▶ [Task requirements] From the entries below, transcribe exactly the lines between the line holding "Target: tree" and the line holding "Target: bamboo wall", inclusive; skip all other lines.

Extracted material section start

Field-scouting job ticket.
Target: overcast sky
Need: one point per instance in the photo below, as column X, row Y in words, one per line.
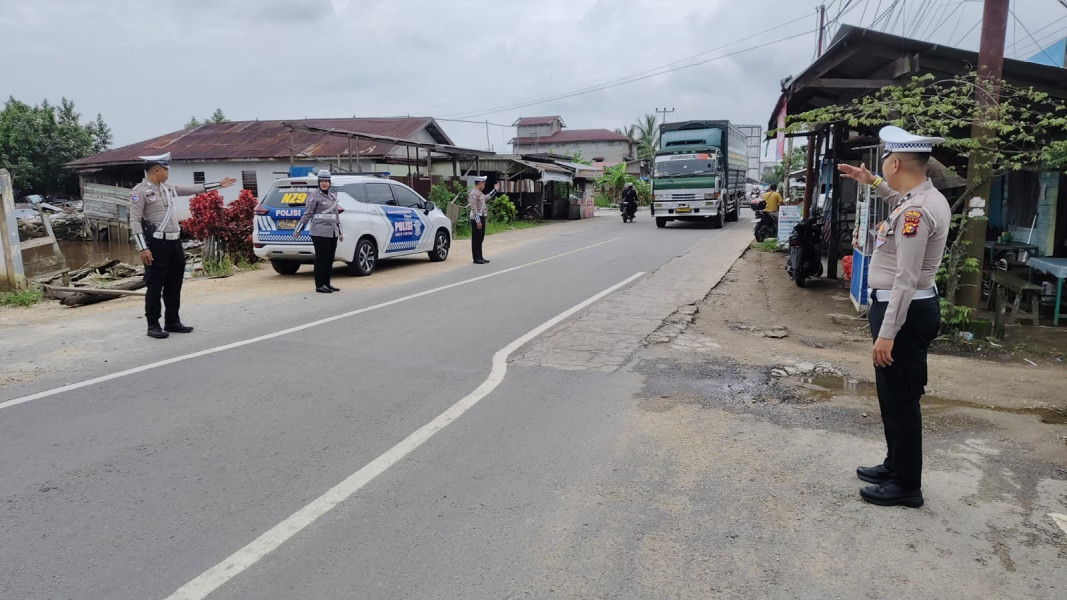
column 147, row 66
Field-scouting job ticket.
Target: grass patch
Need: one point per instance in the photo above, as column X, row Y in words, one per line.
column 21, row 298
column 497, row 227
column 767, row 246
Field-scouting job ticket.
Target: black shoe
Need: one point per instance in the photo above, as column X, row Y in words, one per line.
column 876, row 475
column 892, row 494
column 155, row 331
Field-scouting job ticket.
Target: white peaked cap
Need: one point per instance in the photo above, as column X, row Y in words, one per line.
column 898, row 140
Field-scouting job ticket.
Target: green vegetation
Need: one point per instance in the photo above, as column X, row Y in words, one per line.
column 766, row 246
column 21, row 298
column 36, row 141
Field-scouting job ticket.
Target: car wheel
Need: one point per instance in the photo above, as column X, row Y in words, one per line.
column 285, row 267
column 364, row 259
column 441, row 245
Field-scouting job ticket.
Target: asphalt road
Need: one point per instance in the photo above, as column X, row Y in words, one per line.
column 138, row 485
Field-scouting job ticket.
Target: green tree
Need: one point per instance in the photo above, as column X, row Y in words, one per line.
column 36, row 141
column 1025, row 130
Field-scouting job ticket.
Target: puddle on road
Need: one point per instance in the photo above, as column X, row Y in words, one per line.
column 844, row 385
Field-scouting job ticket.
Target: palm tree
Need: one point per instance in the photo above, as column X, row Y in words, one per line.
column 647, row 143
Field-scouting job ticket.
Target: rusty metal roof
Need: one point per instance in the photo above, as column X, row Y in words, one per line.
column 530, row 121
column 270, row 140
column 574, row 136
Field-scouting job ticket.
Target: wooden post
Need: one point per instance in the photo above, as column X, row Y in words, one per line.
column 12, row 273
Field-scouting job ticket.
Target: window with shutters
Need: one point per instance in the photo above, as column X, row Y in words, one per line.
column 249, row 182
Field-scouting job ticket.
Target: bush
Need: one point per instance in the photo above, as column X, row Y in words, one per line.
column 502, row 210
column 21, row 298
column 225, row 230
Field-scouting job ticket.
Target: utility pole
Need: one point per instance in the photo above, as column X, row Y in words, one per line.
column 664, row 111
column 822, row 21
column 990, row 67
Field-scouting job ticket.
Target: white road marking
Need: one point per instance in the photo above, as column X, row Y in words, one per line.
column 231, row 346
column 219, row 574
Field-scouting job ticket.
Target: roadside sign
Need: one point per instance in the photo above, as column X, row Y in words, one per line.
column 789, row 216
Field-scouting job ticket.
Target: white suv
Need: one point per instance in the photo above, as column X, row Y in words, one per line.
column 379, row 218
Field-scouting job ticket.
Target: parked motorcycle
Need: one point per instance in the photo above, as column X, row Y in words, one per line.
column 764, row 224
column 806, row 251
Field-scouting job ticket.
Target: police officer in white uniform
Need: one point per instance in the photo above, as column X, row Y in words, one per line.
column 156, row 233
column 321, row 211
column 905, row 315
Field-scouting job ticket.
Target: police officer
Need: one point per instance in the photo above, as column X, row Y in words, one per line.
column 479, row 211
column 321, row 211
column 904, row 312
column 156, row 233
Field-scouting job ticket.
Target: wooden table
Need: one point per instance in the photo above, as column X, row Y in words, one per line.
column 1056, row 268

Extracted material section end
Extracted material section start

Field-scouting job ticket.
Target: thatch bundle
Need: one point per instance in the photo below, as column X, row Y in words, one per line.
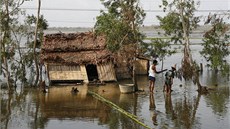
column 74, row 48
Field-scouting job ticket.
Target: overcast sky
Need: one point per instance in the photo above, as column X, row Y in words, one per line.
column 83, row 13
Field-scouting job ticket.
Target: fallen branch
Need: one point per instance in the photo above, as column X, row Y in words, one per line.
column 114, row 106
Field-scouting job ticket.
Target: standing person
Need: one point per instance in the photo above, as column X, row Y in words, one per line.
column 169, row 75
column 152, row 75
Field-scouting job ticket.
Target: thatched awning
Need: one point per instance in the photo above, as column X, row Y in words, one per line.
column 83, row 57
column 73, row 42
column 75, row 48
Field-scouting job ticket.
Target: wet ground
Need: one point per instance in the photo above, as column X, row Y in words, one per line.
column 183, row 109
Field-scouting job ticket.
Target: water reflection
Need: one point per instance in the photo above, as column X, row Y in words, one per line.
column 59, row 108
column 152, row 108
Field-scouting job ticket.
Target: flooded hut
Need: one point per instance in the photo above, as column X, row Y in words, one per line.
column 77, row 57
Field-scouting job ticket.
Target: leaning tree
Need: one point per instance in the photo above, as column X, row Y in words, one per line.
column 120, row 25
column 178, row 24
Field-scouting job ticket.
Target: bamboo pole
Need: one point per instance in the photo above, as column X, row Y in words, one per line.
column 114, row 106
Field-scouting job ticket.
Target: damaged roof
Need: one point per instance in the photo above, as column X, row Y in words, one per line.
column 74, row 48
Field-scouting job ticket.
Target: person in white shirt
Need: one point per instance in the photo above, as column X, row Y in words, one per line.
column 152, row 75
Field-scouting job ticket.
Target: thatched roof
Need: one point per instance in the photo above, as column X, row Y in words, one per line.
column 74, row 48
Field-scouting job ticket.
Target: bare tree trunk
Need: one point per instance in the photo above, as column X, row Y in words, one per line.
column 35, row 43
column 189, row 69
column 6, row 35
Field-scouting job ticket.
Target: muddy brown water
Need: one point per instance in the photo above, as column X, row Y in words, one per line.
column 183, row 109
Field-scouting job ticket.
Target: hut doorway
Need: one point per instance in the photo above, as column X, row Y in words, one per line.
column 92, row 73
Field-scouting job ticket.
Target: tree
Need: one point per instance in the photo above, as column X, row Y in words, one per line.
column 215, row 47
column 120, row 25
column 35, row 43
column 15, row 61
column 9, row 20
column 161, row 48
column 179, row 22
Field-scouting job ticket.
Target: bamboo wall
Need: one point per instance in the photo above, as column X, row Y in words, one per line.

Extracted material section end

▶ [Response to this task]
Target: tree
Need: one point per instance in the photo above, as column X, row Y in words, one per line.
column 215, row 47
column 120, row 25
column 35, row 43
column 15, row 61
column 9, row 20
column 161, row 48
column 179, row 22
Field-scouting job ticket.
Target: bamboo wall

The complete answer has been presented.